Top of Provided records
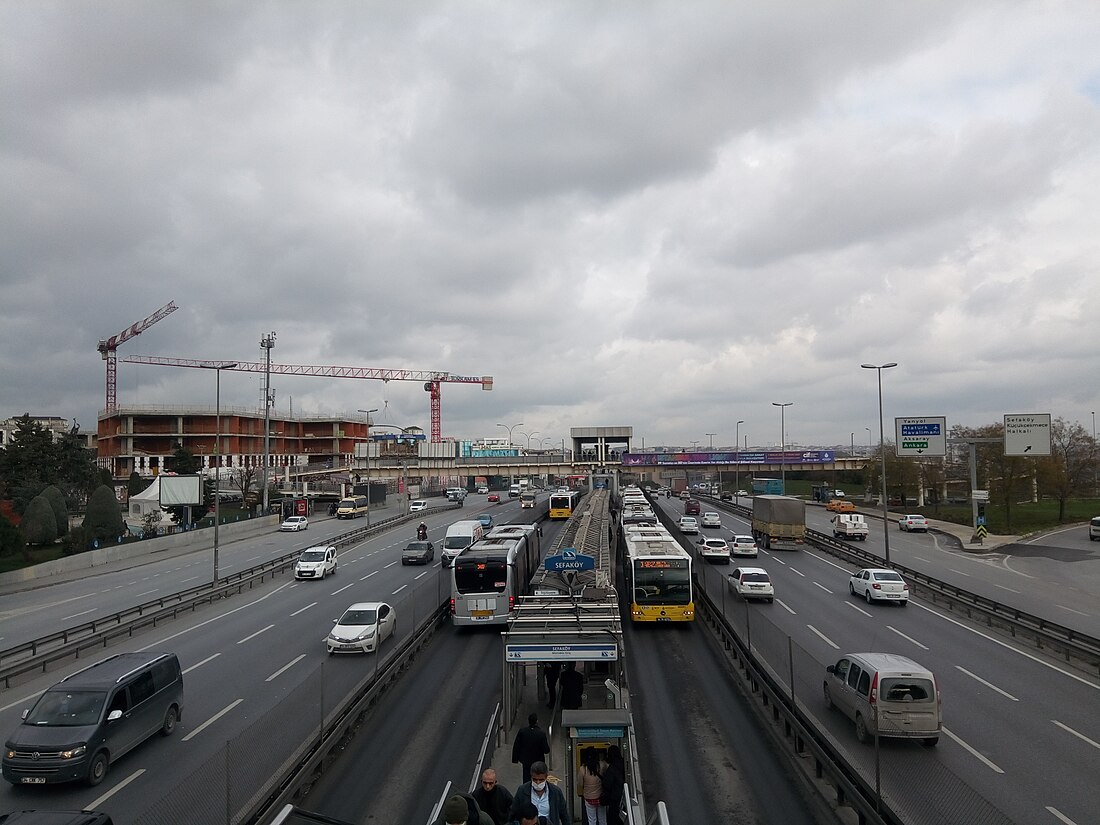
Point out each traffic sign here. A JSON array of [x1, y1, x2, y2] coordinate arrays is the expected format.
[[895, 417, 947, 457], [545, 547, 596, 572], [972, 489, 989, 502], [1004, 413, 1051, 456]]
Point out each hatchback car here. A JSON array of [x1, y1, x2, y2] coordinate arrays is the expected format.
[[701, 512, 722, 529], [326, 602, 396, 654], [294, 545, 337, 580], [849, 568, 909, 605], [477, 513, 494, 529], [898, 514, 929, 532], [487, 493, 500, 503], [279, 515, 308, 532], [401, 541, 435, 565], [679, 490, 691, 500], [728, 567, 774, 602], [826, 499, 855, 513], [697, 537, 731, 564], [408, 500, 428, 513], [477, 486, 489, 495], [678, 516, 700, 535], [729, 535, 759, 558]]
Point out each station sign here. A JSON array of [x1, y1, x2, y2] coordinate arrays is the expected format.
[[545, 547, 596, 572], [1004, 413, 1051, 456], [894, 416, 947, 457], [505, 643, 618, 662]]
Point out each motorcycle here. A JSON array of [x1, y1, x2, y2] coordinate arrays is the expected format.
[[417, 523, 428, 541]]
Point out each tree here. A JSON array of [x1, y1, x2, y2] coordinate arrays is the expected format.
[[232, 467, 258, 509], [128, 471, 151, 497], [952, 423, 1032, 531], [82, 484, 125, 549], [22, 494, 59, 546], [1036, 418, 1097, 521], [0, 512, 27, 560], [0, 414, 58, 513], [165, 445, 201, 475], [41, 485, 69, 537], [56, 423, 98, 495]]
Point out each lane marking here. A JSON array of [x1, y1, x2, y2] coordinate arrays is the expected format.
[[955, 666, 1018, 701], [942, 726, 1004, 773], [183, 653, 221, 675], [182, 699, 243, 742], [237, 624, 275, 644], [1055, 604, 1089, 617], [361, 571, 378, 581], [993, 583, 1021, 594], [789, 567, 805, 578], [913, 556, 931, 563], [266, 654, 307, 682], [807, 625, 839, 649], [383, 561, 399, 569], [414, 570, 432, 580], [774, 598, 796, 615], [291, 602, 317, 617], [949, 568, 971, 577], [87, 768, 145, 808], [845, 602, 873, 618], [886, 625, 928, 650], [330, 582, 356, 596], [61, 608, 97, 621], [1052, 720, 1100, 751], [1045, 807, 1079, 825], [181, 576, 201, 584], [392, 584, 408, 595], [812, 582, 833, 594]]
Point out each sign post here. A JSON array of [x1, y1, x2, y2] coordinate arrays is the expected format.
[[1004, 414, 1052, 456], [894, 417, 947, 457]]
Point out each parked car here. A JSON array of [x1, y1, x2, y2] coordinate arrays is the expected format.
[[728, 567, 774, 602], [487, 493, 501, 503], [678, 516, 700, 535], [401, 540, 435, 565], [701, 512, 722, 529], [279, 515, 308, 532], [898, 514, 929, 532], [729, 535, 759, 558], [849, 568, 909, 605], [294, 545, 337, 580], [824, 653, 941, 746], [409, 500, 428, 512], [477, 513, 494, 529], [697, 537, 731, 564], [326, 602, 397, 654]]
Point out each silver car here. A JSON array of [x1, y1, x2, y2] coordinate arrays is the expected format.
[[849, 568, 908, 605]]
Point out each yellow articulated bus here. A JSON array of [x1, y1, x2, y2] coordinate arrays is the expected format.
[[548, 490, 579, 519], [623, 529, 695, 622]]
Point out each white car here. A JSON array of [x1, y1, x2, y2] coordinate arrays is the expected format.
[[898, 514, 929, 532], [477, 486, 489, 495], [701, 512, 722, 529], [735, 489, 748, 497], [697, 537, 731, 564], [409, 500, 428, 512], [678, 516, 700, 534], [729, 535, 759, 558], [280, 515, 308, 532], [294, 545, 337, 580], [849, 568, 909, 605], [326, 601, 397, 654], [729, 567, 774, 602]]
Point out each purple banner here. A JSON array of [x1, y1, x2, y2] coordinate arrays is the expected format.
[[621, 450, 835, 466]]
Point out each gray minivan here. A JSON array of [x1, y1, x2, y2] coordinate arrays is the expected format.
[[824, 652, 940, 746], [3, 652, 184, 786]]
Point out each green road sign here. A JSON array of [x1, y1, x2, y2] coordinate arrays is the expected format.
[[902, 440, 929, 450]]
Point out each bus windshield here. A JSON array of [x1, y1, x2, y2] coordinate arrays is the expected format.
[[632, 564, 691, 605], [455, 559, 508, 594]]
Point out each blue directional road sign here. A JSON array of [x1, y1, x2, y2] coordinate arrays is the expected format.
[[545, 547, 596, 572], [895, 416, 947, 457]]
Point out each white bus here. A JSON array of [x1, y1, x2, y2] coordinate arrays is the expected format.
[[451, 524, 541, 625]]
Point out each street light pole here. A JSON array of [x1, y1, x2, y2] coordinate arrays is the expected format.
[[260, 331, 275, 516], [520, 430, 539, 451], [772, 403, 793, 493], [735, 419, 745, 496], [862, 362, 898, 565], [706, 432, 716, 449], [201, 361, 238, 584], [357, 408, 379, 526], [497, 422, 524, 447]]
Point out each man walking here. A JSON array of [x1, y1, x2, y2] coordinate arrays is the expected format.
[[542, 661, 562, 709], [510, 761, 570, 825], [511, 713, 550, 783], [472, 767, 513, 825], [559, 663, 584, 710]]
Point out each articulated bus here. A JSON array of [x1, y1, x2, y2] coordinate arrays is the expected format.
[[623, 532, 695, 622], [335, 495, 369, 519], [451, 524, 541, 625], [548, 490, 580, 519]]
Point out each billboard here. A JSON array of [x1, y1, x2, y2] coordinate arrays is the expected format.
[[159, 474, 203, 506], [620, 450, 835, 466]]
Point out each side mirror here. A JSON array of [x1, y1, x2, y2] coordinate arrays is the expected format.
[[108, 709, 123, 722], [21, 709, 29, 720], [826, 665, 836, 674]]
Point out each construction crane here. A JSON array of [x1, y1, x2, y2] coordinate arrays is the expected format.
[[123, 355, 493, 442], [97, 301, 179, 413]]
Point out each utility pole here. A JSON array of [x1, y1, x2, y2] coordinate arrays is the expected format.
[[260, 332, 276, 515]]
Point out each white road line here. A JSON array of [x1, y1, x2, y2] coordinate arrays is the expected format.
[[1055, 604, 1090, 617], [812, 582, 833, 594], [845, 602, 873, 618], [181, 699, 243, 742], [414, 570, 432, 580], [942, 726, 1004, 773], [392, 584, 408, 595], [949, 568, 971, 577], [774, 598, 796, 615], [361, 571, 378, 581], [805, 551, 850, 574], [383, 560, 399, 569], [266, 654, 307, 682], [913, 556, 931, 563], [330, 582, 356, 595], [133, 589, 159, 598], [1052, 720, 1100, 751], [807, 625, 839, 649], [87, 768, 145, 808], [134, 582, 294, 651], [789, 567, 805, 577], [180, 576, 200, 584], [911, 602, 1100, 691], [1045, 807, 1080, 825], [182, 653, 221, 675], [237, 624, 275, 644], [291, 602, 317, 617], [993, 583, 1021, 593], [955, 666, 1018, 700], [61, 608, 97, 621], [886, 625, 928, 650]]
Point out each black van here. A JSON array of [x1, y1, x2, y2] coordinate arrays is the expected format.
[[2, 652, 183, 787]]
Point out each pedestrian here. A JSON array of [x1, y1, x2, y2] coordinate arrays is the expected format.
[[510, 761, 569, 825], [509, 800, 540, 825], [577, 748, 606, 825], [542, 661, 561, 709], [472, 767, 514, 825], [437, 792, 494, 825], [559, 663, 584, 710], [601, 745, 626, 825], [511, 713, 550, 782]]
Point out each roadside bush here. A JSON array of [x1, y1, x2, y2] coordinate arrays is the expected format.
[[42, 484, 69, 536], [21, 494, 58, 546], [0, 513, 26, 559], [82, 484, 125, 547], [63, 524, 87, 555]]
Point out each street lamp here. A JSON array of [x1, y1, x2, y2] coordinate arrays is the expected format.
[[200, 361, 237, 583], [862, 362, 898, 565], [690, 440, 699, 451], [705, 432, 716, 449], [260, 331, 276, 516], [497, 422, 524, 447], [735, 420, 745, 495], [772, 403, 793, 493], [358, 408, 379, 526], [519, 430, 540, 451]]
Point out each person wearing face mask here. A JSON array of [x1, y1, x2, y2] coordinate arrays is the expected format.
[[510, 761, 569, 825]]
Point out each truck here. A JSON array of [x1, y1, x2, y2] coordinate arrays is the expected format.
[[751, 495, 806, 550], [508, 483, 521, 498], [519, 490, 536, 508], [830, 513, 868, 541], [751, 478, 784, 496]]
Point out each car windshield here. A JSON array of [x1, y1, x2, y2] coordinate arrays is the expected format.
[[455, 559, 508, 594], [740, 573, 770, 583], [340, 609, 377, 625], [872, 571, 904, 582], [26, 690, 107, 726], [300, 550, 327, 562], [443, 536, 472, 549]]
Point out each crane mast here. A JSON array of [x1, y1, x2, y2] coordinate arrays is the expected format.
[[97, 301, 178, 413]]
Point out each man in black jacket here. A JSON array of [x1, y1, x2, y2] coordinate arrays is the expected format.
[[471, 767, 513, 825], [511, 713, 549, 783]]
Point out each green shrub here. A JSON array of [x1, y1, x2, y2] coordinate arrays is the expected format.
[[82, 484, 125, 547], [0, 513, 26, 559], [41, 485, 69, 536], [21, 494, 58, 546], [63, 524, 87, 555]]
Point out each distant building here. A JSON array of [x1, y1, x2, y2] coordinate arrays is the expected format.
[[0, 415, 91, 448]]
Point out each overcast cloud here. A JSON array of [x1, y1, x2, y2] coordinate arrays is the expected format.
[[2, 1, 1098, 451]]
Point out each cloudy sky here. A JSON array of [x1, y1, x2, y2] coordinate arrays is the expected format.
[[3, 1, 1099, 452]]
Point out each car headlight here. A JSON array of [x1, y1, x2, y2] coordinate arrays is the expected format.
[[60, 745, 87, 759], [355, 629, 376, 641]]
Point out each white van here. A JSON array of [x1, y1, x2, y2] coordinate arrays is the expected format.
[[824, 652, 941, 746], [508, 483, 521, 498], [442, 520, 486, 567], [831, 513, 868, 540], [1089, 516, 1100, 541]]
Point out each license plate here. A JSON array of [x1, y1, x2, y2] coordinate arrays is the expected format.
[[471, 610, 493, 617], [22, 777, 46, 784], [656, 617, 671, 622], [886, 594, 900, 598]]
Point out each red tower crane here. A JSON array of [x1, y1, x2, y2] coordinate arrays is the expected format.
[[122, 355, 493, 442], [97, 301, 179, 413]]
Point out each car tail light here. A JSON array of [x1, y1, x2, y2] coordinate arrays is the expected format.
[[869, 672, 879, 706], [449, 598, 456, 615], [872, 582, 882, 590], [509, 595, 515, 612], [903, 583, 909, 591]]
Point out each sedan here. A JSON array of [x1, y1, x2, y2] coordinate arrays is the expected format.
[[735, 490, 748, 497], [409, 500, 428, 513], [899, 514, 929, 532], [678, 516, 700, 534], [326, 602, 397, 654], [849, 568, 909, 605], [697, 537, 731, 564], [729, 535, 759, 558], [280, 515, 308, 532], [477, 513, 494, 529], [401, 540, 435, 565], [729, 567, 774, 602], [487, 493, 501, 503], [477, 486, 489, 495], [701, 512, 722, 529]]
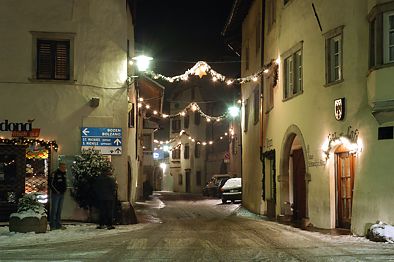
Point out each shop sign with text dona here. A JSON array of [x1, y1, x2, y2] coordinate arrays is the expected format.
[[81, 127, 122, 155]]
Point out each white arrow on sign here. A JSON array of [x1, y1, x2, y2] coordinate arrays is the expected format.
[[114, 138, 122, 145], [82, 128, 90, 136]]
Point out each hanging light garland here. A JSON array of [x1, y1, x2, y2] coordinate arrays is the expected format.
[[153, 128, 236, 152], [145, 59, 279, 85], [0, 137, 59, 151], [138, 99, 229, 122]]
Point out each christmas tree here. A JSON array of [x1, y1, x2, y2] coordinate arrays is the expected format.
[[71, 149, 112, 210]]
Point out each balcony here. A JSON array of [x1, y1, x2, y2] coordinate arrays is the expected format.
[[367, 66, 394, 124]]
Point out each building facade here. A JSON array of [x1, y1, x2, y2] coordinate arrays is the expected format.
[[0, 0, 140, 221], [225, 0, 394, 235]]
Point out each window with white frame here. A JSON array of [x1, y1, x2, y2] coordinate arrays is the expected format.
[[325, 26, 343, 84], [384, 12, 394, 63], [264, 73, 274, 112], [283, 43, 303, 100], [369, 5, 394, 68]]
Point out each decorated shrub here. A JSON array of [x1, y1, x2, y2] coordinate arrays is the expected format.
[[71, 149, 112, 210]]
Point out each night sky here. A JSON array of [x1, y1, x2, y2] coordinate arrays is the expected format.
[[134, 0, 240, 82]]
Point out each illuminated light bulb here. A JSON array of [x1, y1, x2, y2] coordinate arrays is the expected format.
[[237, 99, 242, 104], [153, 110, 158, 115], [275, 57, 281, 65], [154, 139, 159, 143], [209, 141, 213, 145], [139, 97, 144, 102], [128, 60, 134, 66], [226, 80, 233, 85], [252, 76, 258, 82], [160, 141, 163, 145], [192, 139, 195, 142], [225, 132, 228, 136], [162, 114, 168, 118], [188, 136, 192, 140], [191, 104, 198, 112], [202, 142, 207, 146], [263, 69, 269, 74], [138, 103, 142, 108], [206, 118, 211, 122], [220, 137, 223, 140], [146, 104, 150, 109], [169, 79, 174, 83], [216, 118, 221, 122], [180, 111, 186, 116], [178, 142, 181, 145], [212, 77, 217, 82]]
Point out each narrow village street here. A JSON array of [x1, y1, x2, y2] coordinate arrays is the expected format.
[[1, 192, 393, 261]]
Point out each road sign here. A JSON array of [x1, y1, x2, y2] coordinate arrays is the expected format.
[[224, 152, 230, 163], [81, 127, 122, 155]]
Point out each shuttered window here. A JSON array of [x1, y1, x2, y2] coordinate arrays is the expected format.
[[37, 40, 70, 80]]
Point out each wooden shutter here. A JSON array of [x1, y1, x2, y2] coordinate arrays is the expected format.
[[37, 39, 70, 80], [37, 40, 53, 79]]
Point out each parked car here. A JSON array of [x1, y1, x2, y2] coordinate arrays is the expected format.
[[202, 174, 231, 197], [216, 177, 229, 198], [221, 177, 242, 204]]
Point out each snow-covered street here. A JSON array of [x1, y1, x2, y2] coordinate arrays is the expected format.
[[1, 192, 394, 261]]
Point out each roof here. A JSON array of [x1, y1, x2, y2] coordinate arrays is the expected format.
[[222, 0, 253, 54]]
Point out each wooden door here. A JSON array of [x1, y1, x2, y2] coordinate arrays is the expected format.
[[292, 149, 306, 221], [185, 170, 191, 193], [336, 152, 355, 229]]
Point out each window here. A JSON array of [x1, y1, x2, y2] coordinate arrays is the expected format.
[[267, 0, 276, 31], [369, 5, 394, 68], [184, 115, 189, 129], [171, 118, 181, 133], [196, 171, 201, 186], [172, 147, 180, 160], [142, 134, 152, 151], [283, 43, 303, 100], [256, 16, 261, 53], [325, 26, 343, 84], [245, 41, 250, 71], [384, 12, 394, 63], [194, 112, 201, 125], [36, 39, 70, 80], [128, 103, 135, 128], [184, 144, 189, 159], [253, 87, 260, 124], [264, 73, 274, 112], [195, 143, 201, 158], [244, 98, 249, 132], [178, 174, 183, 185]]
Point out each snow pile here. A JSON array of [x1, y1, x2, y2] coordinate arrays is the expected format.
[[10, 193, 47, 220], [0, 223, 146, 247], [233, 206, 267, 221], [367, 221, 394, 243]]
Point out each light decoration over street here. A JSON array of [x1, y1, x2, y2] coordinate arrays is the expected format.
[[138, 99, 230, 122], [153, 128, 236, 152], [144, 59, 279, 85]]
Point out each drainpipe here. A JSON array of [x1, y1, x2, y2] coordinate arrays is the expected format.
[[260, 0, 267, 203]]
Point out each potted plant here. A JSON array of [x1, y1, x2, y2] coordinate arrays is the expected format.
[[9, 193, 47, 233]]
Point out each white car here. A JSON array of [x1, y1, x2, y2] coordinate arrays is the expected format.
[[220, 177, 242, 204]]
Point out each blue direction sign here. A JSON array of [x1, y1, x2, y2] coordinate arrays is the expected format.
[[81, 127, 122, 155]]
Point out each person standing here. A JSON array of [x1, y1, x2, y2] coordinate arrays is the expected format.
[[93, 168, 117, 230], [49, 162, 67, 230]]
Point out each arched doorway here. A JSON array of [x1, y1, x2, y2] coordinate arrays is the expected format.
[[280, 125, 309, 224]]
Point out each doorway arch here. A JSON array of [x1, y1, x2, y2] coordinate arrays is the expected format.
[[279, 125, 310, 222]]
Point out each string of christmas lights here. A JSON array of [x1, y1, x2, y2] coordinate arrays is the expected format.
[[138, 99, 229, 122], [0, 137, 59, 151], [153, 127, 236, 152], [145, 59, 279, 85]]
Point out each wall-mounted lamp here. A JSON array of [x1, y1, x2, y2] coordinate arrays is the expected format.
[[90, 97, 100, 108]]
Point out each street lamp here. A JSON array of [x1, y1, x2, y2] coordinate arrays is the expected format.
[[228, 105, 240, 118], [132, 55, 153, 72]]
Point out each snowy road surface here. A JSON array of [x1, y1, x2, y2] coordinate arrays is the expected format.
[[0, 192, 393, 261]]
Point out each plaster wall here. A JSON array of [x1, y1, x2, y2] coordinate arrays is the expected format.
[[261, 0, 394, 234], [240, 0, 263, 214], [0, 0, 138, 220]]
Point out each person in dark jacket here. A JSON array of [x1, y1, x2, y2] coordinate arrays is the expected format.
[[93, 168, 117, 230], [49, 162, 67, 230]]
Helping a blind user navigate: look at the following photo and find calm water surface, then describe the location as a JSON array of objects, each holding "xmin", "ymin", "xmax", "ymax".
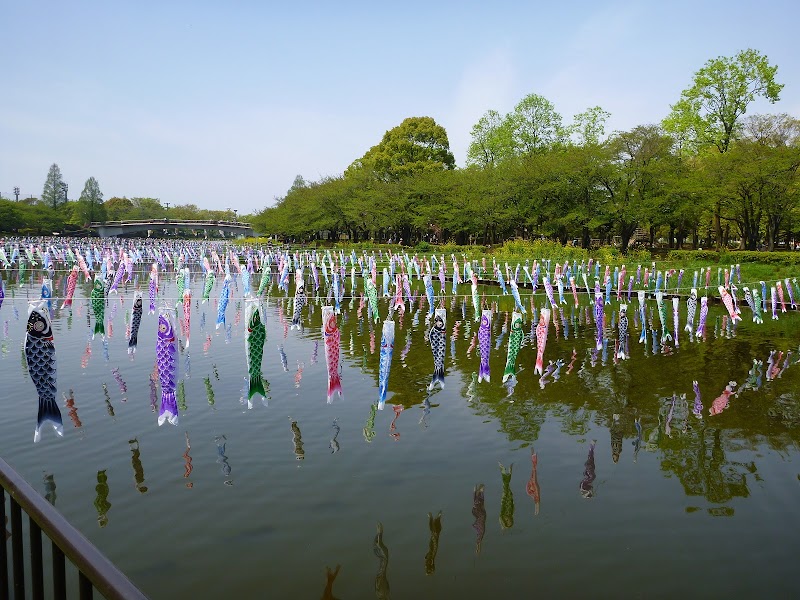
Bottom of Provided records
▸ **Task to carry out**: Leave the pictures out and retype only the lines from the line with "Point out each plaster" through the final line of the material, both ends included, word for word.

▸ **Task output**:
Point out each plaster wall here. A JSON array of [x1, y1, x2, y2] coordinate arrays is the expected format.
[[261, 0, 394, 234], [240, 0, 263, 214], [0, 0, 138, 220]]
Point out each person in dark jacket here. A JSON array of [x1, y1, x2, y2] coordinate arrays is the expected format.
[[93, 168, 117, 230], [49, 162, 67, 230]]
Helping a blind user navigate: look at the following photo and find calm water surface, then describe the location as a JSON array of objects, each holding "xmin", "ymin", "xmax", "ymax".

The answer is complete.